==== INPUT DATA ====

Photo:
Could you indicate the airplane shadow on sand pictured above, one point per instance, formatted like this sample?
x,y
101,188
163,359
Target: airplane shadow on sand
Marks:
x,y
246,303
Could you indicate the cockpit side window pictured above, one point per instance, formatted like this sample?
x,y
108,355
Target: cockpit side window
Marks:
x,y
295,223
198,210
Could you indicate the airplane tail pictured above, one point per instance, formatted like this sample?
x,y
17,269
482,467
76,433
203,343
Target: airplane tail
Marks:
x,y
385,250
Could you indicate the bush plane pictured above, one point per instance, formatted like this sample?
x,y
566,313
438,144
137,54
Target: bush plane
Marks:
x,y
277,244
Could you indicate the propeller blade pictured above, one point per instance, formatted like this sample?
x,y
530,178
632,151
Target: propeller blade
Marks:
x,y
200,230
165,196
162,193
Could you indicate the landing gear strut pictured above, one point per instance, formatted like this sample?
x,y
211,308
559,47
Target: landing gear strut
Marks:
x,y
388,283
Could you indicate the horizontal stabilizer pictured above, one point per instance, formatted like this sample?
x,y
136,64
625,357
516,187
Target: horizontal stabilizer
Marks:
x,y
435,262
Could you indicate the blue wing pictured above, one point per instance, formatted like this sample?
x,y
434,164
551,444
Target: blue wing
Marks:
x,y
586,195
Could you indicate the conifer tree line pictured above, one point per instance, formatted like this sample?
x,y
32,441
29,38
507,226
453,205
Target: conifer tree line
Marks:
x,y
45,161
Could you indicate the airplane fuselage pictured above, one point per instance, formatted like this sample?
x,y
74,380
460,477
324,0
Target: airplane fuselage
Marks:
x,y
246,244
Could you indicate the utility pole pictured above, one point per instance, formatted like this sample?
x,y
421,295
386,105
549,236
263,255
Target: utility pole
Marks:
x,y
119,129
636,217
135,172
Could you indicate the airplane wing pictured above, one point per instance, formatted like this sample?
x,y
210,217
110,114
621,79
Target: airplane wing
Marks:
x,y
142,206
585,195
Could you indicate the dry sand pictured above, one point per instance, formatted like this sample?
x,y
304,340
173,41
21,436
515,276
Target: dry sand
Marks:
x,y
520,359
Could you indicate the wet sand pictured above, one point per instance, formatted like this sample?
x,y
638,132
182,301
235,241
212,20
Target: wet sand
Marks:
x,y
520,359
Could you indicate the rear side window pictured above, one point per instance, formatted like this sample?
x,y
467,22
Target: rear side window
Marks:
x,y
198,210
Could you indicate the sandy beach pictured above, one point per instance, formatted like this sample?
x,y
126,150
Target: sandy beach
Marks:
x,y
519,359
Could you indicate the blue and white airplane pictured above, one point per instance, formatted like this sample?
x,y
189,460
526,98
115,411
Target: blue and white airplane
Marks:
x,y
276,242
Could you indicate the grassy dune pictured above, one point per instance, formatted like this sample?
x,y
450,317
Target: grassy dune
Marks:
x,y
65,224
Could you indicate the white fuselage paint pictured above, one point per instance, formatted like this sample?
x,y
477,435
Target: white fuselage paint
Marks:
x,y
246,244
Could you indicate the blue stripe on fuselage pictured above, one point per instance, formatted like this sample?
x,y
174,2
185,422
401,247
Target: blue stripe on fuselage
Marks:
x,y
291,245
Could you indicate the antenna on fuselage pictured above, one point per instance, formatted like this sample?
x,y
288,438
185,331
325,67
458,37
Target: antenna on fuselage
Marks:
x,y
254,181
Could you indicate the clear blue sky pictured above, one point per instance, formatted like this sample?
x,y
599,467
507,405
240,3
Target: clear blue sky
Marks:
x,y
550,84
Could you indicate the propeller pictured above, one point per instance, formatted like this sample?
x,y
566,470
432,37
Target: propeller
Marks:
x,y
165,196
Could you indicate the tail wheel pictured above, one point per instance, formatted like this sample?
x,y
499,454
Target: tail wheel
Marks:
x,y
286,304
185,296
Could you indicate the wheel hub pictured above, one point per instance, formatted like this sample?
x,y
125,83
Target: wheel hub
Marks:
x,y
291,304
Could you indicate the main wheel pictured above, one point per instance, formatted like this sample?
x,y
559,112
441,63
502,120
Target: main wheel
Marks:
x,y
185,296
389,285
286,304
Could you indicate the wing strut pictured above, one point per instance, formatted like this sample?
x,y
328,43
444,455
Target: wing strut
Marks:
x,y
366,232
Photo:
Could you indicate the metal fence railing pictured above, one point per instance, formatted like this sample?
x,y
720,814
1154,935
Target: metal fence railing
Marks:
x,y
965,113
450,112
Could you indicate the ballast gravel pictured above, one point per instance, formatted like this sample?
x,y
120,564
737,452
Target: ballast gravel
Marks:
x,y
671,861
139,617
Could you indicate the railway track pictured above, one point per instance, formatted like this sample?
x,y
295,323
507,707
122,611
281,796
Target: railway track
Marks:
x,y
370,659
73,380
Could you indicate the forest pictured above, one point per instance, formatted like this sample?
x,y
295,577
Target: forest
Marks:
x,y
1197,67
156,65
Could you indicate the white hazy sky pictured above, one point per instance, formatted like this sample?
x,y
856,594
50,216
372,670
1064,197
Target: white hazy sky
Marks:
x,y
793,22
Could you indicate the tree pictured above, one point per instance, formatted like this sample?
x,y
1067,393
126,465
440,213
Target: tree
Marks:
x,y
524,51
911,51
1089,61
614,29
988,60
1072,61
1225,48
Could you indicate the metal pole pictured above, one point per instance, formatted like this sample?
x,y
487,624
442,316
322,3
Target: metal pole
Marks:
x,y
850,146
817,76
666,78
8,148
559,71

====

= DIRECTIONS =
Scan the material line by line and report each one that contains "railing".

= COMPLETED EXERCISE =
Could you indicate the metal fence railing pictured above, one point per instance, formatted like this sample?
Target: metal fence railing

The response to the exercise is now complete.